**TEXTE FOURNI**:
┌──

Magazine Beaux Arts

François Kollar : quel objectif ?

Publié le 06 mars 2016 par Pantalaskas @chapeau_noir

Depuis quelques années, les photographes d'origine hongroise bénéficient d'un accueil privilégié au Jeu de Paume à Paris. Après André Kertész présenté en 2010 puis Eva Besnyö en 2012 et Kati Horna en 2014, c'est au tour de François Kollar (Senec, Slovaquie, 1904 (anciennement Szenc, Hongrie) - Créteil, 1979) de connaître une visibilité nouvelle et pour tout dire d'être redécouvert aujourd'hui. A vingt ans le jeune employé des chemins de fer dans son pays natal quitte la Hongrie pour venir vivre à Paris. Il devient alors tourneur sur métaux dans les usines Renault de Boulogne-Billancourt avant d'accéder au métier de photographe professionnel à l'âge de vingt quatre ans après avoir acquis une expérience de chef de studio chez l'imprimeur parisien Draeger.

La France travaille

francois-kollar-la-france-travaille
Dans l'exposition du Jeu de Paume, c'est le thème consacré à La France travaille (1931-1934) qui ouvre une réflexion majeure : peut-on photographier le travail ? Cette partie centrale de l‘exposition réunit des tirages d‘époque, des diaporamas ainsi que des archives et des publications. La commande photographique ambitieuse faite par les éditions Horizons de France a donné naissance à un panorama assurément unique au plan documentaire sur le monde du travail dans les années 1930. François Kollar photographie tous les secteurs d'activité : l'industrie, l'agriculture, l'aviation, l'artisanat, les secteurs automobile, nautique et ferroviaire. Publiées sous la forme de quinze fascicules thématiques imprimés en héliogravure, ces documentsphotographiques illustrent des textes d'écrivains en vogue à l'époque (Paul Valéry, Pierre Hamp, Lucien Favre...) sur les métiers de l'industrie française.
Quel est donc le statut de cette photographie ? Photo industrielle, reportage, documentaire ? L'artiste photographe Jean-Louis Schoellkop expliquait, pour sa part, les difficultés rencontrées pour photographier le travail : "Moi j'ai essayé dans le temps, mais j'étais bien naïf de photographier le travail..... Seulement çà ne veut rien dire, parce qu'on arrive tout juste à photographier des gestes, mais le travail ce n'est pas un geste, c'est plutôt la répétition du geste et çà on y arrive pas. C'est sûr qu'on fixe quelque chose mais on ne peut photographier la répétition d'un geste toute la journée pendant huit heures et cinq jours par semaine, on ne peut pas photographier le bruit, les odeurs, on ne peut pas photographier un tas de choses".
francois-kollar-impassible-temoin-du-monde-ouvrier-des-annees-1930,M304645
Le risque est donc de produire des images qui considèrent l'usine comme un décor aseptisé dans lequel la condition de l'homme au travail reste incertaine. Artisan libre de ses propres choix, travailleur soumis à une mécanisation aliénante?

└──

**EXTRAIT DE DONNÉES**:

┌──

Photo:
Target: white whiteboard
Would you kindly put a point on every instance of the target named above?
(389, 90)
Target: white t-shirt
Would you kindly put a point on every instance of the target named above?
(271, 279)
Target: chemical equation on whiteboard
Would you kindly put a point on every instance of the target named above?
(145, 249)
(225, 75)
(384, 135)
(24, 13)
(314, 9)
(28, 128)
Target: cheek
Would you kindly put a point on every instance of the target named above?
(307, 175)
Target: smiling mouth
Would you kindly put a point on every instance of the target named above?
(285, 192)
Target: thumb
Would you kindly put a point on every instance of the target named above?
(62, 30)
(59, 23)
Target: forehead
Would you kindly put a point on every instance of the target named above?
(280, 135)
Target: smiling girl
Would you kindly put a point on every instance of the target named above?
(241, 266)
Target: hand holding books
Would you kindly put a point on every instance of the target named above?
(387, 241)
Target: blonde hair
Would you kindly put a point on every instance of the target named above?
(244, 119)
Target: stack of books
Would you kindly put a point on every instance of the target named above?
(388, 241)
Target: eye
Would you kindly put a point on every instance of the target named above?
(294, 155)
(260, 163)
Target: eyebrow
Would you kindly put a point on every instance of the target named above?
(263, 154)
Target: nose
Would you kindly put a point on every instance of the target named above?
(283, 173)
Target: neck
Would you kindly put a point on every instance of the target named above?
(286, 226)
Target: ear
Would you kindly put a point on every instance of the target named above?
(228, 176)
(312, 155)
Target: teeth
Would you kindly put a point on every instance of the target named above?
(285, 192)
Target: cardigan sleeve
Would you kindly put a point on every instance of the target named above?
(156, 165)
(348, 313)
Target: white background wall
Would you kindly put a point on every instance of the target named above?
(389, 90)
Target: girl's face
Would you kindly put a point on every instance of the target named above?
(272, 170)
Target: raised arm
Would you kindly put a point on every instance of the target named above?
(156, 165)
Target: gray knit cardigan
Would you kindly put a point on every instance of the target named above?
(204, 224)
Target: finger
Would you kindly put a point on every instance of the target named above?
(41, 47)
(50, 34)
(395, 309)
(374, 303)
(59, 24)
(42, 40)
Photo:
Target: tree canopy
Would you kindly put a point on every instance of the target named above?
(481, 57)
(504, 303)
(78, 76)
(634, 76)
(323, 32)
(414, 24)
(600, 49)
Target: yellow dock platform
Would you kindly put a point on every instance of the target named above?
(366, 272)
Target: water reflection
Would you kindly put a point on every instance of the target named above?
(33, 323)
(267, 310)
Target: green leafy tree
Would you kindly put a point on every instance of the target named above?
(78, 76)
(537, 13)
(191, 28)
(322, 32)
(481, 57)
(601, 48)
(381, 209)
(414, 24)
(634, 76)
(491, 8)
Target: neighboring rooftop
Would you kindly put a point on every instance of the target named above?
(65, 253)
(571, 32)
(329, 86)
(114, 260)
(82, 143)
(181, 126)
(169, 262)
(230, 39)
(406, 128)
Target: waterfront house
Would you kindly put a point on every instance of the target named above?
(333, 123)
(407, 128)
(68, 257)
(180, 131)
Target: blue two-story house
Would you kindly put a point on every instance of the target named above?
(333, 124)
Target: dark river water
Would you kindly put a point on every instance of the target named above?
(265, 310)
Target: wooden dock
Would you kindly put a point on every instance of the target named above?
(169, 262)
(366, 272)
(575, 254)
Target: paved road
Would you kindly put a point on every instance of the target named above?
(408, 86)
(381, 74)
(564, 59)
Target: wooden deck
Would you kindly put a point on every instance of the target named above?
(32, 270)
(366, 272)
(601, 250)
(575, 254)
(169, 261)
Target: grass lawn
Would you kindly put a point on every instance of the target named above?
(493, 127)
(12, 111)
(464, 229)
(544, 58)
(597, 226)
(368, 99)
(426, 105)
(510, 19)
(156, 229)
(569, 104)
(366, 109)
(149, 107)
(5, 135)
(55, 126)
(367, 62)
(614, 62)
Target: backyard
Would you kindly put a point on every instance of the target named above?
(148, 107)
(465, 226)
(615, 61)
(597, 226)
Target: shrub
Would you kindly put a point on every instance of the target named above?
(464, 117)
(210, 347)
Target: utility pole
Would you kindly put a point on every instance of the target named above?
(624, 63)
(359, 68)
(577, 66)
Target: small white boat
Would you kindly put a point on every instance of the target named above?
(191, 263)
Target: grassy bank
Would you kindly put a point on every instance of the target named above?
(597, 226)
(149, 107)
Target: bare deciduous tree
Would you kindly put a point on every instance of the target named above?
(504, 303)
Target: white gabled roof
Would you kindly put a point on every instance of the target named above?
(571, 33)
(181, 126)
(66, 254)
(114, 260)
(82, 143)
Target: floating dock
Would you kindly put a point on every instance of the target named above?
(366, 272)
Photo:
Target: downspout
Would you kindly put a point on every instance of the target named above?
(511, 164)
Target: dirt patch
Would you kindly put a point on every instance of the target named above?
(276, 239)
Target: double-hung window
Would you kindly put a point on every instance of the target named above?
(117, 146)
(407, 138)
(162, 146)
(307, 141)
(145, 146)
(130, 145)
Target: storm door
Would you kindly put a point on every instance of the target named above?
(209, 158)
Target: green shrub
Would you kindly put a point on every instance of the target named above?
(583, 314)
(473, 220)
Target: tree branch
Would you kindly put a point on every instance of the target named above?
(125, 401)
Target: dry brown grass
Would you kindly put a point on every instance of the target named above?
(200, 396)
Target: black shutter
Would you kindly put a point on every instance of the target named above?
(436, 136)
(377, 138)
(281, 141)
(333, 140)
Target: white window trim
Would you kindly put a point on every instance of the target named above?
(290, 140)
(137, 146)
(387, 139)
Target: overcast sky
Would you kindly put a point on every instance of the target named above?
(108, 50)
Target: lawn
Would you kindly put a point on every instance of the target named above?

└──

**CONSIGNES DE TRAVAIL**:
• A. Répondez à ces questions sur l'article consacré à François Kollar :
(i) À quel âge devient-il photographe professionnel ?
(ii) Quelle maison d'édition a passé la commande de La France travaille ?
(iii) Sous quelle forme ces images ont-elles été publiées ?
• B. Poursuivez l'article sur François Kollar à partir de sa dernière phrase.

**RÉPONSES PAR CONSIGNE**:
• A.
(i) À vingt-quatre ans.
(ii) Les éditions Horizons de France.
(iii) En quinze fascicules thématiques imprimés en héliogravure.

• B.
"Les Temps modernes" de Chaplin s'ouvrent sur cette sentence : "Les Temps modernes : une histoire d’industrie, d’entreprise individuelle – l’humanité en croisade à la poursuite du bonheur”.

Neutralité documentaire

Les photographies de François Kollar apparaissent bien éloignées du regard caustique du cinéaste. Elles ne rejoignent pas non plus l'éclairage des "gueules" filmées par Eisenstein dans "La Grève". Cette forme de neutralité documentaire caractéristique chez François Kollar peut difficilement être assimilée à une objectivité. Le monde que restitue le photographe ne connaît pas les tensions dues aux conditions de travail, conditions physiques ou sociales. L'univers du travail, du paysan dans son champ à la chaine industrielle, semble appréhendé avec la même distance quelles que soient les contraintes de chacune des tâches. Kollar est loin d'un Cartier-Bresson pour qui « Photographier c’est mettre sur la même ligne de mire la tête, l'œil et le cœur » .

kollar
Pour autant, l'ampleur de l'investigation accomplie en France laisse une somme documentaire exceptionnelle dont le mérite revient au photographe mais également à l'éditeur qui a initié le projet. Elle témoigne d'une France des années trente dans laquelle le monde paysan coexiste encore face à une société industrielle en plein essor. Les photographies de François Kollar, avec leur absence de point de vue assumée, révèlent cependant la qualité d'un regard sur ces lieux de production, clichés impeccables dans lesquels l'homme semble occuper parfois une place quelque peu irréelle.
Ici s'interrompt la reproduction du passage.